─── SOURCE EXCERPT ───

# Handplane Basics - A Better Way to Use Bench Planes



## sbryan55

Thanks for the review, Michael. I have a great deal of respect for Chris' abilities and knowledge of hand tools and their use. Having neglected to develope my hand skill techniques for me this looks like a DVD that would be a nice addition to anyones woodworking library who is interested in improving these time honored skills.


----------



## Marc5

This DVD is very well done. Schrawz explains and demonstrates how to use the essential planes as you go thru the processes taking rough cut lumber to a finished board. I found it interesting and helpful as I started leaning more towards hand tools. I would also rate this DVD very high.


----------



## Millo

Mr. Schwarz seems to have quite a few DVD"s on this topic. I assume by its tile and your recommendation the answer to my question will be a resounding "yes!", but let me ask anyway: is this DVD recommendable over the others FOR BEGINNERS? Thanks!


----------



## Marc5

Yes - I would say it is for beginners or those with little hand plane experience.


----------



## michaelray

Millo -

I'm not sure which DVDs for beginners you are referring to so I can't honestly answer whether or not this is recommendable over any other DVD. Frankly this is the only Chris Schwarz DVD I own so I have nothing to compare it to.

─── DATA ───

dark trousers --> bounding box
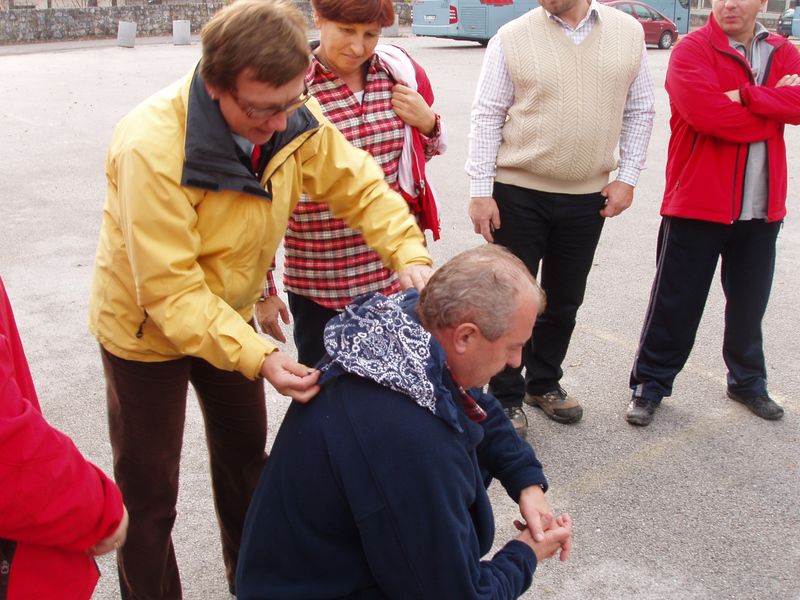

───

SHORT EXERCISE 1 ▸
From the hand plane DVD thread, give back word for word everything from "Mr. Schwarz seems" down to "FOR BEGINNERS? Thanks!".
SHORT EXERCISE 2 ▸
In the hand plane DVD thread, what process does Marc5 say the DVD follows while showing how to use the essential planes?

TASK ANSWER 1 ▸
Mr. Schwarz seems to have quite a few DVD"s on this topic. I assume by its tile and your recommendation the answer to my question will be a resounding "yes!", but let me ask anyway: is this DVD recommendable over the others FOR BEGINNERS? Thanks!

TASK ANSWER 2 ▸
Taking rough cut lumber to a finished board.